▸ **Directions**
(A) Duplicate the part of the mailing-list message about large folios and mlock starting with "On Fri, Jul" and going on through "the LRU list.".
(B) Name every person mentioned in the mailing-list message about large folios and mlock.
(C) Take the mailing-list message about large folios and mlock further, beginning after its last sentence.

▸ **Extracted text**
------------------------------------------------------------

Re: [RFC PATCH 0/3] support large folio for mlock

From: Matthew Wilcox
Date: Fri Jul 07 2023 - 15:06:40 EST


On Fri, Jul 07, 2023 at 08:54:33PM +0200, David Hildenbrand wrote:
> On 07.07.23 19:26, Matthew Wilcox wrote:
> > On Sat, Jul 08, 2023 at 12:52:18AM +0800, Yin Fengwei wrote:
> > > This series identified the large folio for mlock to two types:
> > > - The large folio is in VM_LOCKED VMA range
> > > - The large folio cross VM_LOCKED VMA boundary
> >
> > This is somewhere that I think our fixation on MUST USE PMD ENTRIES
> > has led us astray. Today when the arguments to mlock() cross a folio
> > boundary, we split the PMD entry but leave the folio intact. That means
> > that we continue to manage the folio as a single entry on the LRU list.

------------------------------------------------------------

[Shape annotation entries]
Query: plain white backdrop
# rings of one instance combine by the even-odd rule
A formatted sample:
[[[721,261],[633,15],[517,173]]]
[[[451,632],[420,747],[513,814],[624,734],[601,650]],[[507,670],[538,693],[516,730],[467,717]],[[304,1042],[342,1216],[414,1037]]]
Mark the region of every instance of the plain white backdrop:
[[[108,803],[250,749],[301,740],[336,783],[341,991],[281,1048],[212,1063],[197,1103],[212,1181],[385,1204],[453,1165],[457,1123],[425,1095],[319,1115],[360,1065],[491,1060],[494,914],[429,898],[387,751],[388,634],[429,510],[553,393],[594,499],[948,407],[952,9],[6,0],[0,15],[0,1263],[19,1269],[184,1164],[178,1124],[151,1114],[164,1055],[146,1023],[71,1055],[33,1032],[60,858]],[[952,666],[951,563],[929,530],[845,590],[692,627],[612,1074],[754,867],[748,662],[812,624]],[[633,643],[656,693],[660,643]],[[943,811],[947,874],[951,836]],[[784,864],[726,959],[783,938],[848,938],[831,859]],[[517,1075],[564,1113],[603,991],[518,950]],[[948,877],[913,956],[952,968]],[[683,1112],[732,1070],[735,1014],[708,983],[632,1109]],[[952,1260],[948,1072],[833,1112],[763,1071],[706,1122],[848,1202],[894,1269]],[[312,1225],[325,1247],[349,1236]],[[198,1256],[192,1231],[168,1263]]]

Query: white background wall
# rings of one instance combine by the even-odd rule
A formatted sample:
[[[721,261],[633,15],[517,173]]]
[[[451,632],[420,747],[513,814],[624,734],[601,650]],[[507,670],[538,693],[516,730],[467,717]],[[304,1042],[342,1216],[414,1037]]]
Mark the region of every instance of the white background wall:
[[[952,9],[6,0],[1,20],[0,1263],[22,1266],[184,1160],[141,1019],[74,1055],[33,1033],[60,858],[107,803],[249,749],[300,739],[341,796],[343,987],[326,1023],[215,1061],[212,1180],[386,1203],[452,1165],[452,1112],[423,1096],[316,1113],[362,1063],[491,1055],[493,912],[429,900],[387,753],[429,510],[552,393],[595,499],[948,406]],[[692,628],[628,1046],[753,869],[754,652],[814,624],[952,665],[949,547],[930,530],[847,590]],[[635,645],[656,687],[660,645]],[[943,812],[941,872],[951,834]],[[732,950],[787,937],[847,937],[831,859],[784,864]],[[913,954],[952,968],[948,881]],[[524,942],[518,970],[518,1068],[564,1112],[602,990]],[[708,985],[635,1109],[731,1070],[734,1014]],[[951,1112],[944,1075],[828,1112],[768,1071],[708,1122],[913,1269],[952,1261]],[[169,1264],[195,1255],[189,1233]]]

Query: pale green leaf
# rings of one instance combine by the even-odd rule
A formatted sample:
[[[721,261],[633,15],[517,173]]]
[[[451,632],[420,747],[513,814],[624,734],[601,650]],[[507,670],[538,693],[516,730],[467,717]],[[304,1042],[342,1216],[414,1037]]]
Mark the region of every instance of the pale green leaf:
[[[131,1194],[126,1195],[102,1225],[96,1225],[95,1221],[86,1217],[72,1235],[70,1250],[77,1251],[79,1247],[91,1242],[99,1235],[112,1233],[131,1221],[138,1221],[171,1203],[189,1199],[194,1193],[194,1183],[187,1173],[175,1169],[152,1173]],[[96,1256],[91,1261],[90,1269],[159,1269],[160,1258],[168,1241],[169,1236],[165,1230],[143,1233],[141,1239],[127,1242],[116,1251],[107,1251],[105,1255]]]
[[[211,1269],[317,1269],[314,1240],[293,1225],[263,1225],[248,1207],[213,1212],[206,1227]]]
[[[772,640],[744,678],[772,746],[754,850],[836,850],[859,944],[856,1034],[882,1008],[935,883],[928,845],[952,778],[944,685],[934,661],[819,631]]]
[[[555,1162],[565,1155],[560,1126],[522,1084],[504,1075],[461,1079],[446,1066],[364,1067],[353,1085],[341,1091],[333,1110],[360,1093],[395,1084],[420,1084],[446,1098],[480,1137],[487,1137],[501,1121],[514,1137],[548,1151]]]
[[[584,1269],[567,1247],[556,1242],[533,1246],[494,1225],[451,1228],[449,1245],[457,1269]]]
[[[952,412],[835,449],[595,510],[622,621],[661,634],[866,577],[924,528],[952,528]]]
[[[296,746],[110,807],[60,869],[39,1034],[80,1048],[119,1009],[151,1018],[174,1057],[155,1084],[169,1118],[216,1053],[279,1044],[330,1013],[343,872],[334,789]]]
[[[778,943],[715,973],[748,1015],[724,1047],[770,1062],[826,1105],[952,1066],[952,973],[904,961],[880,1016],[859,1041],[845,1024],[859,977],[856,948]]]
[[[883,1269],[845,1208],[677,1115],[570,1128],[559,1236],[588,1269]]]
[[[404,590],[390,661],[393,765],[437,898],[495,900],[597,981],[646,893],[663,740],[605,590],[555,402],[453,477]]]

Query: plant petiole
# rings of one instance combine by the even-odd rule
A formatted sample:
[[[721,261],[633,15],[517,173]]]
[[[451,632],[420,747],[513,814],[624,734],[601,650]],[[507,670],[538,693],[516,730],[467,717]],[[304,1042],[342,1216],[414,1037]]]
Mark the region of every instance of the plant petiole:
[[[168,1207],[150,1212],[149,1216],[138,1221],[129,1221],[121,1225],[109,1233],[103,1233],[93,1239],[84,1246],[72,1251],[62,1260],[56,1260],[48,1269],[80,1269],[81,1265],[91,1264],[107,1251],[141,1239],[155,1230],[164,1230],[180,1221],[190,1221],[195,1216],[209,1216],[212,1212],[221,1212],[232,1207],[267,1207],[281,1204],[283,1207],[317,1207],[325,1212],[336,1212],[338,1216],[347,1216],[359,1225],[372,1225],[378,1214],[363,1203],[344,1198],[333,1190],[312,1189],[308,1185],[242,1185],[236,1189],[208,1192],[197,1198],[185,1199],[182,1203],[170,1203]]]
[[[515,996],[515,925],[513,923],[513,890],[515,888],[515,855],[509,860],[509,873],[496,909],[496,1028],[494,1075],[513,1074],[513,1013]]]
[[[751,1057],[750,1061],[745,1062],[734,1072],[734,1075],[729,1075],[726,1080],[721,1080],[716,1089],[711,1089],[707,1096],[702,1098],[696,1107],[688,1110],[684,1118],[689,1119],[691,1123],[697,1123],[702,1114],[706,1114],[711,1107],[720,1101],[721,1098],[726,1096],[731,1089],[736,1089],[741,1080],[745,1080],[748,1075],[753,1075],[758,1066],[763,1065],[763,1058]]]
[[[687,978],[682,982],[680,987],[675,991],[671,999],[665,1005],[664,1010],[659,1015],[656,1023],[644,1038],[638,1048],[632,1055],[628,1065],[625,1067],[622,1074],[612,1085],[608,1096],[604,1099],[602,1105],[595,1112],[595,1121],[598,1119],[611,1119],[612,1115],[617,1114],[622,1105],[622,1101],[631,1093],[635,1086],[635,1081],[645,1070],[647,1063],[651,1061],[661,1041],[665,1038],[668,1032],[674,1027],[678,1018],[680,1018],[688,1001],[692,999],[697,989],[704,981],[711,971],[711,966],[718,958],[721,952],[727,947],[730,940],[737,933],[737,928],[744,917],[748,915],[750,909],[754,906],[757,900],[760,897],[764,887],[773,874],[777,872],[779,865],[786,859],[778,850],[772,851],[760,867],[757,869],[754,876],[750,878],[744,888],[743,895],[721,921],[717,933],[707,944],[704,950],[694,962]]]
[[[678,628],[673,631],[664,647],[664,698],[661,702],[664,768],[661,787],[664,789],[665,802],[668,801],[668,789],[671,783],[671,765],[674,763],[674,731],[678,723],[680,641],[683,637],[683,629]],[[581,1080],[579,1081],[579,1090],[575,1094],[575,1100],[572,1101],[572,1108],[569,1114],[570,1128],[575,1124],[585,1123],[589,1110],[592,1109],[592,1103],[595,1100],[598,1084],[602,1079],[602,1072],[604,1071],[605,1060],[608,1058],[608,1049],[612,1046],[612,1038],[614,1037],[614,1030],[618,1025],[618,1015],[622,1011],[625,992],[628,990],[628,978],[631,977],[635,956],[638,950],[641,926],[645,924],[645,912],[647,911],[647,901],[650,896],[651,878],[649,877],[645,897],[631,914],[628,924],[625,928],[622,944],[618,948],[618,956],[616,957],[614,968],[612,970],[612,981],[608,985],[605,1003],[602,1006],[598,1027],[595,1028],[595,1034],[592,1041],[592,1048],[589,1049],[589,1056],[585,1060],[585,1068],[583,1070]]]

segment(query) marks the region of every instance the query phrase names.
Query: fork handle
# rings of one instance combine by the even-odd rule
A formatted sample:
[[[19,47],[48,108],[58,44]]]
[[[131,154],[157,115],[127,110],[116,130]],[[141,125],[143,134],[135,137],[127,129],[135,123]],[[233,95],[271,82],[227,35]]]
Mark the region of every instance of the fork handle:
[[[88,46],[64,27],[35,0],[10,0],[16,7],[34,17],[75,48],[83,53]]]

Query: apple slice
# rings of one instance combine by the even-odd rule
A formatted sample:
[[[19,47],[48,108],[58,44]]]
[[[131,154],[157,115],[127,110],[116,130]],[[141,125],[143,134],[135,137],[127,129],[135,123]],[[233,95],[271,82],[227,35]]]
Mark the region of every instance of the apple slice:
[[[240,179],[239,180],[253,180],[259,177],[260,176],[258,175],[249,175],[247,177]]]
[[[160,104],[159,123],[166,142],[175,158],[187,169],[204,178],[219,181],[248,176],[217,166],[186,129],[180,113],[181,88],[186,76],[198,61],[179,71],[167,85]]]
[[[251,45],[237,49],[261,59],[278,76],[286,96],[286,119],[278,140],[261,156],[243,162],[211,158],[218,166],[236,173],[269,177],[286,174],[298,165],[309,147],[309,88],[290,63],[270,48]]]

------------------------------------------------------------

▸ **Responses to the exercise**
(A)
On Fri, Jul 07, 2023 at 08:54:33PM +0200, David Hildenbrand wrote:
> On 07.07.23 19:26, Matthew Wilcox wrote:
> > On Sat, Jul 08, 2023 at 12:52:18AM +0800, Yin Fengwei wrote:
> > > This series identified the large folio for mlock to two types:
> > > - The large folio is in VM_LOCKED VMA range
> > > - The large folio cross VM_LOCKED VMA boundary
> >
> > This is somewhere that I think our fixation on MUST USE PMD ENTRIES
> > has led us astray. Today when the arguments to mlock() cross a folio
> > boundary, we split the PMD entry but leave the folio intact. That means
> > that we continue to manage the folio as a single entry on the LRU list.

(B)
Matthew Wilcox
David Hildenbrand
Yin Fengwei

(C)
> > But userspace may have no idea that we're doing this. It may have made
> > several calls to mmap() 256kB at once, they've all been coalesced into
> > a single VMA and khugepaged has come along behind its back and created
> > a 2MB THP. Now userspace calls mlock() and instead of treating that as
> > a hint that oops, maybe we shouldn't've done that, we do our utmost to
> > preserve the 2MB folio.
> >
> > I think this whole approach needs rethinking. IMO, anonymous folios
> > should not cross VMA boundaries. Tell me why I'm wrong.
>
> I think we touched upon that a couple of times already, and the main issue
> is that while it sounds nice in theory, it's impossible in practice.
>
> THP are supposed to be transparent, that is, we should not let arbitrary
> operations fail.
>
> But nothing stops user space from
>
> (a) mmap'ing a 2 MiB region
> (b) GUP-pinning the whole range
> (c) GUP-pinning the first half
> (d) unpinning the whole range from (a)
> (e) munmap'ing the second half
>
>
> And that's just one out of many examples I can think of, not even
> considering temporary/speculative references that can prevent a split at
> random points in time -- especially when splitting a VMA.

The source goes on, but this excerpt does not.